**Written task 1**
According to the text on Raghbir Singh below, in what year did he become Inspector General of Police in Patiala State?

**Supplied text**
:::

Raghbir Singh (1895-1955 January 7) was an Indian politician, freedom fighter who served as 2nd Chief Minister of erstwhile PEPSU state.

Raghbir Singh born in a village of the Lahore in 1895 came from the lineage of Sardar Sahib Singh and Sardar Lakkha Singh the two were responsible for early upbringing and education in use of arms of then Maharaja Ranjit Singh of Sikh Empire.

He was ushered into services in Patiala State by Maharaja Bhupinder Singh where he went on to become the Inspector General of Police in 1926. Raghbir Singh played a pivotal role in bringing about a compromise between state and Akali movement during the uprising of 1942 soon after he found the political party Lok Seva Sabha that latter merged into Indian National Congress and then became the home minister in PEPSU state

He was appointed as the 2nd Premier of State after the resignation of Rarewala as Premier but in 1952 assembly election Congress failed to got majority and Rarewala became the first Chief Minister of PEPSU. After a brief period of President rule in State in 1954 assembly election Congress got majority and he became the 2nd Chief Minister of State and hold the office till his death on 7 January 1955.

:::

**Supplied material**
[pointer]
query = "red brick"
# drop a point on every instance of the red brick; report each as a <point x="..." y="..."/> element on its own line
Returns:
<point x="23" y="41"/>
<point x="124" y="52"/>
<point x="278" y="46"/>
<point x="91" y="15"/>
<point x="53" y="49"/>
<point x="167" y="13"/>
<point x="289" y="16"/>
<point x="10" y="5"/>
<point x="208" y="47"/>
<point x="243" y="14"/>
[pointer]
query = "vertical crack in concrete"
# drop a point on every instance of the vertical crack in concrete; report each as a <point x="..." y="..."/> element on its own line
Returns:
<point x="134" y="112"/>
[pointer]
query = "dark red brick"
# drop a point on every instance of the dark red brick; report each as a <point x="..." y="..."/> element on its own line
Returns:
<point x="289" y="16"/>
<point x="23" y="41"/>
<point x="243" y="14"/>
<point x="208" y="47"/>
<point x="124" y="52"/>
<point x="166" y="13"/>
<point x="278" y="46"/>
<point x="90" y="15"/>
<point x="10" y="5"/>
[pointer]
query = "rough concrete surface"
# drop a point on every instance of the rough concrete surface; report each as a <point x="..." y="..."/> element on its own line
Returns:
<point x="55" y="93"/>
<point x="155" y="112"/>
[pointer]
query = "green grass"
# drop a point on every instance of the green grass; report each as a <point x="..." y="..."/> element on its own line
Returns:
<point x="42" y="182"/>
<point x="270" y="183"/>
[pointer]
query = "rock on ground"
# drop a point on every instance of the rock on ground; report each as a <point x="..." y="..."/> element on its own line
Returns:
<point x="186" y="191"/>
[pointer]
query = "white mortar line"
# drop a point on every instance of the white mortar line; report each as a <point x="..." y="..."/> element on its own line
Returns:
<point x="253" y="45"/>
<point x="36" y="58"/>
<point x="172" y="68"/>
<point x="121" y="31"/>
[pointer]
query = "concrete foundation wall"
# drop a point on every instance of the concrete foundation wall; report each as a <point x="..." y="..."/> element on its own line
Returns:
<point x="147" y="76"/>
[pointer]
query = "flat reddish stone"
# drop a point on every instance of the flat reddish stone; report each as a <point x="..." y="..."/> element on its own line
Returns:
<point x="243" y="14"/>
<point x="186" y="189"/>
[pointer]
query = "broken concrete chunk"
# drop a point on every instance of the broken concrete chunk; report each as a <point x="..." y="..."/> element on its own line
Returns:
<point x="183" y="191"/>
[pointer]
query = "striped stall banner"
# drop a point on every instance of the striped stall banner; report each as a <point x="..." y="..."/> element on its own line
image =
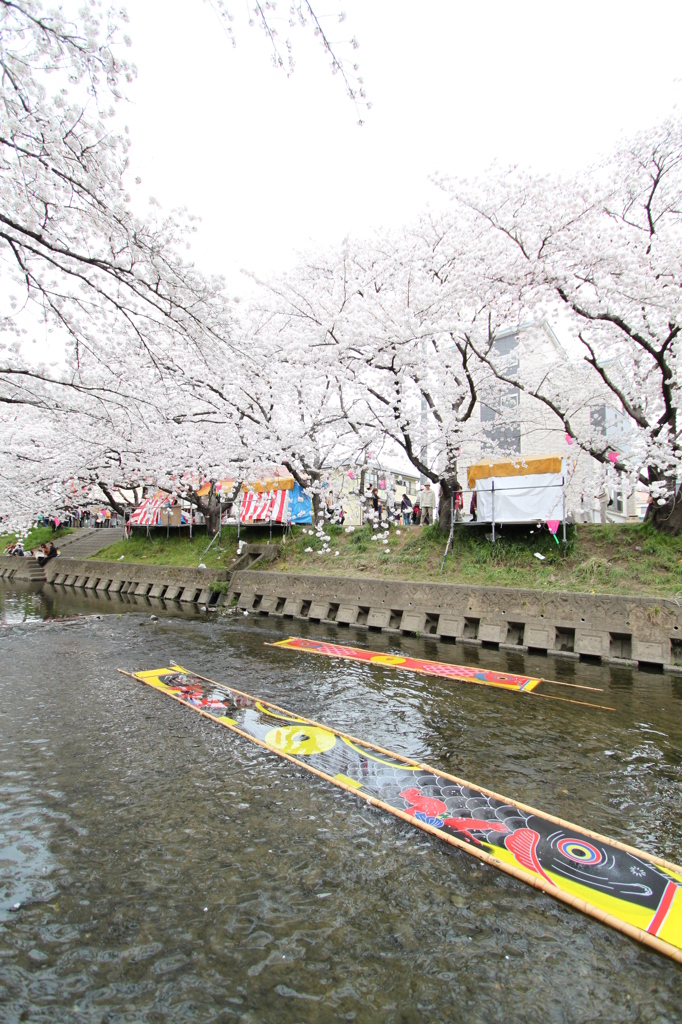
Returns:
<point x="261" y="507"/>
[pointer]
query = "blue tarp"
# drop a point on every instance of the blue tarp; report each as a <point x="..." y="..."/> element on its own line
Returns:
<point x="300" y="506"/>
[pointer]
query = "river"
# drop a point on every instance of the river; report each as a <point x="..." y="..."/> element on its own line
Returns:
<point x="169" y="870"/>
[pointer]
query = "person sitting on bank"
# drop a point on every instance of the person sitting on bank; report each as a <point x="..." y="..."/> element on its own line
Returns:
<point x="376" y="504"/>
<point x="44" y="553"/>
<point x="428" y="505"/>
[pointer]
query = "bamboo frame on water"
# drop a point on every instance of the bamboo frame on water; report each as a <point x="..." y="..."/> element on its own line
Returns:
<point x="538" y="883"/>
<point x="422" y="672"/>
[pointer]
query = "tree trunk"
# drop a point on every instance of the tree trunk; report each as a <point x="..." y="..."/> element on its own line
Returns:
<point x="118" y="508"/>
<point x="668" y="517"/>
<point x="212" y="513"/>
<point x="449" y="484"/>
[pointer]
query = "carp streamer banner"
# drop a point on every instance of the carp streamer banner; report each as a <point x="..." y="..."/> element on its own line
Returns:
<point x="628" y="889"/>
<point x="486" y="677"/>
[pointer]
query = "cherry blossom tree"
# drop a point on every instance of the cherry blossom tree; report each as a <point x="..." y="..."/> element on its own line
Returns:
<point x="602" y="252"/>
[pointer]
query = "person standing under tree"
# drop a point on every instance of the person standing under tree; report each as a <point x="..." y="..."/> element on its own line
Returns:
<point x="428" y="505"/>
<point x="406" y="509"/>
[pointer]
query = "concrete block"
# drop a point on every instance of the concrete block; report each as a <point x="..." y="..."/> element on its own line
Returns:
<point x="590" y="643"/>
<point x="538" y="636"/>
<point x="492" y="632"/>
<point x="451" y="628"/>
<point x="652" y="652"/>
<point x="379" y="617"/>
<point x="318" y="609"/>
<point x="347" y="613"/>
<point x="413" y="622"/>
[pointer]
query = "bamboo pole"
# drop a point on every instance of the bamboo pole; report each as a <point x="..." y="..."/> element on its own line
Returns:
<point x="423" y="672"/>
<point x="437" y="771"/>
<point x="538" y="883"/>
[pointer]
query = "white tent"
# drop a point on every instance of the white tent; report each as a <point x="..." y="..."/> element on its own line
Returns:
<point x="521" y="489"/>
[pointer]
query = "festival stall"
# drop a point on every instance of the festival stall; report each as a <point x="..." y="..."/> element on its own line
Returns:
<point x="159" y="510"/>
<point x="286" y="504"/>
<point x="528" y="488"/>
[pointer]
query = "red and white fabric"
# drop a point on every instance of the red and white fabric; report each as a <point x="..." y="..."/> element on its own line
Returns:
<point x="147" y="514"/>
<point x="263" y="506"/>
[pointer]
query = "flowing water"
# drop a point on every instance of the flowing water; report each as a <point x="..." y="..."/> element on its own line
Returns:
<point x="168" y="870"/>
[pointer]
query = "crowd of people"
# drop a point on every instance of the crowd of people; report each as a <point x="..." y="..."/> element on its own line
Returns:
<point x="42" y="553"/>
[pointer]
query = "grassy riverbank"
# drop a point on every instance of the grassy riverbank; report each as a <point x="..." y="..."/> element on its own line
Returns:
<point x="629" y="559"/>
<point x="35" y="537"/>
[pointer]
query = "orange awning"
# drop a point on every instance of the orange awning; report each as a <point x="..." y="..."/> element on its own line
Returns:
<point x="522" y="466"/>
<point x="273" y="478"/>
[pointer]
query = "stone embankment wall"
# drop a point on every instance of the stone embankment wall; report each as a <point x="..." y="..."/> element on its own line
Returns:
<point x="171" y="583"/>
<point x="623" y="630"/>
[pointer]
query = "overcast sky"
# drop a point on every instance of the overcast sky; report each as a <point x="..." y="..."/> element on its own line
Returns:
<point x="274" y="164"/>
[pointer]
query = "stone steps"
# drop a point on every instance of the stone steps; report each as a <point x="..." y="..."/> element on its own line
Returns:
<point x="86" y="542"/>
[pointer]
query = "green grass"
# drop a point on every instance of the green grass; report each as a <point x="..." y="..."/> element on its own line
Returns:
<point x="598" y="558"/>
<point x="35" y="537"/>
<point x="178" y="551"/>
<point x="601" y="559"/>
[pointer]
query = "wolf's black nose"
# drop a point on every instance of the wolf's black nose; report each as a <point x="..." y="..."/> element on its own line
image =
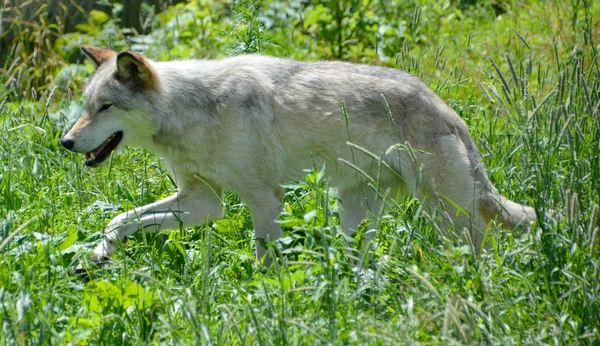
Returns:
<point x="67" y="143"/>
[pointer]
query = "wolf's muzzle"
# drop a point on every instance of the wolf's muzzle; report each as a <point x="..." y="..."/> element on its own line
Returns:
<point x="67" y="143"/>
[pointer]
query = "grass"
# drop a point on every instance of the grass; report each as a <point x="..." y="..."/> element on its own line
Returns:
<point x="527" y="83"/>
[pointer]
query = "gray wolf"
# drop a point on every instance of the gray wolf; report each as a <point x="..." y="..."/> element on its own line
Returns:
<point x="250" y="123"/>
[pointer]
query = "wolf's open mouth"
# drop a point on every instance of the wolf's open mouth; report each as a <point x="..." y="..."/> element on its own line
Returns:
<point x="98" y="155"/>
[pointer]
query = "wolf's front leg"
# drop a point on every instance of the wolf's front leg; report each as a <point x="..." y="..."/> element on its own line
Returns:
<point x="265" y="207"/>
<point x="185" y="208"/>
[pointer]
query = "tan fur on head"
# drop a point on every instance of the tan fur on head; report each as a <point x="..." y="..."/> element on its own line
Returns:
<point x="97" y="54"/>
<point x="133" y="66"/>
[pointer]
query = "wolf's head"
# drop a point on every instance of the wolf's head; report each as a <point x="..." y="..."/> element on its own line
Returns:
<point x="118" y="105"/>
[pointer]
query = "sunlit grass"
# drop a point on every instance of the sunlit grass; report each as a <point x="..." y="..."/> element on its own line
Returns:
<point x="535" y="115"/>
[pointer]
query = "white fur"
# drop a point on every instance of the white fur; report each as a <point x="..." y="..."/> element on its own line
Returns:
<point x="251" y="123"/>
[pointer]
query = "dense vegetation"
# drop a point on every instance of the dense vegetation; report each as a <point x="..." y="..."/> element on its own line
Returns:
<point x="523" y="74"/>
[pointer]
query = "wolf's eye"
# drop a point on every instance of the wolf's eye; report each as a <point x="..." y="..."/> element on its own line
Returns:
<point x="105" y="107"/>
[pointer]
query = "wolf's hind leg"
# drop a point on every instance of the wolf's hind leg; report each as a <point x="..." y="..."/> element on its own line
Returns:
<point x="357" y="205"/>
<point x="186" y="208"/>
<point x="265" y="207"/>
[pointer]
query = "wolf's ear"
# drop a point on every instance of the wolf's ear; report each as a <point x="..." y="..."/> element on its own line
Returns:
<point x="133" y="66"/>
<point x="99" y="55"/>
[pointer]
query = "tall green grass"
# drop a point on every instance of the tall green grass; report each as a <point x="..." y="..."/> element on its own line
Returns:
<point x="532" y="102"/>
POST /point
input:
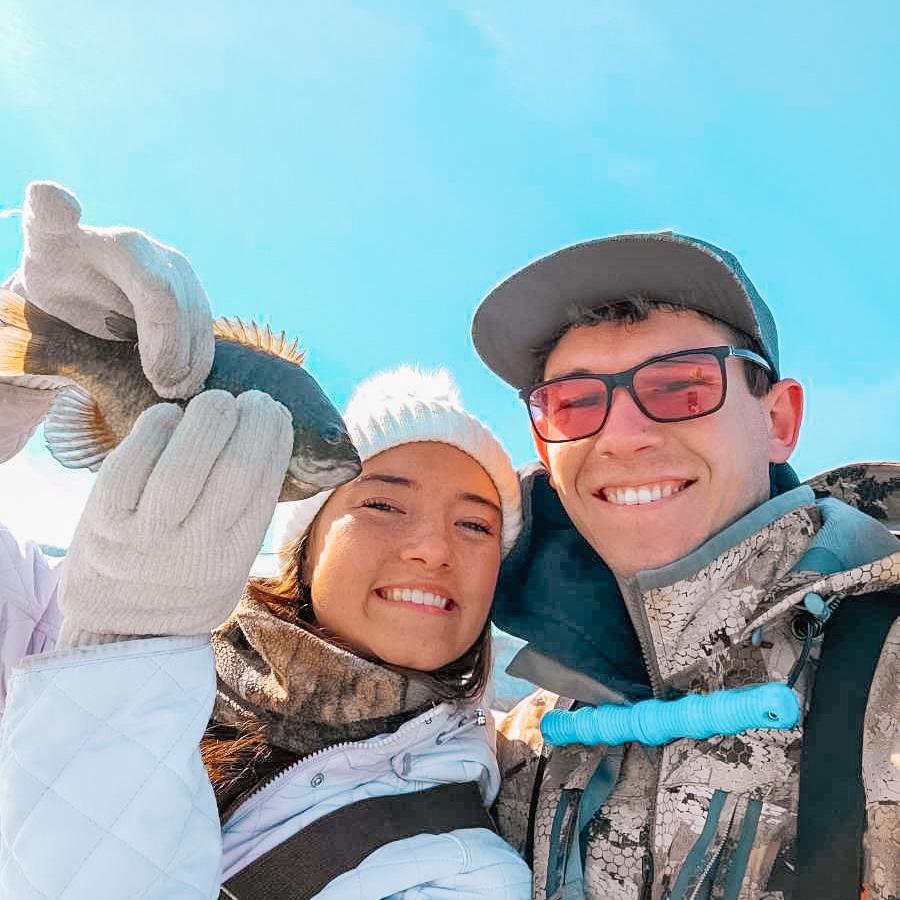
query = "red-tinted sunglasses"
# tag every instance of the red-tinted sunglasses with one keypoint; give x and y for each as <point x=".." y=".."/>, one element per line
<point x="674" y="387"/>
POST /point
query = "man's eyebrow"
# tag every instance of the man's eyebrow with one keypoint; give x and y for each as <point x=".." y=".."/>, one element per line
<point x="388" y="479"/>
<point x="579" y="371"/>
<point x="477" y="498"/>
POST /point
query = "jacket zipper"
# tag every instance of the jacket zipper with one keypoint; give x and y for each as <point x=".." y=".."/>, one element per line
<point x="631" y="596"/>
<point x="476" y="718"/>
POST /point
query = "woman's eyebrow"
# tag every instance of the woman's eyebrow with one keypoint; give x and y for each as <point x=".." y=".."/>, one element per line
<point x="477" y="498"/>
<point x="388" y="479"/>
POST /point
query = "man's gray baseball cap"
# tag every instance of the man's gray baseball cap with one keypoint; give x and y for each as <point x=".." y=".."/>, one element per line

:::

**Written task 2**
List every line in the rows above that contains the word "dense". Case counts.

**Exercise result 1**
1926

**Exercise result 2**
query = "dense vegetation"
# drop a point on every instance of the dense vegetation; report each as a <point x="..." y="..."/> element on its own line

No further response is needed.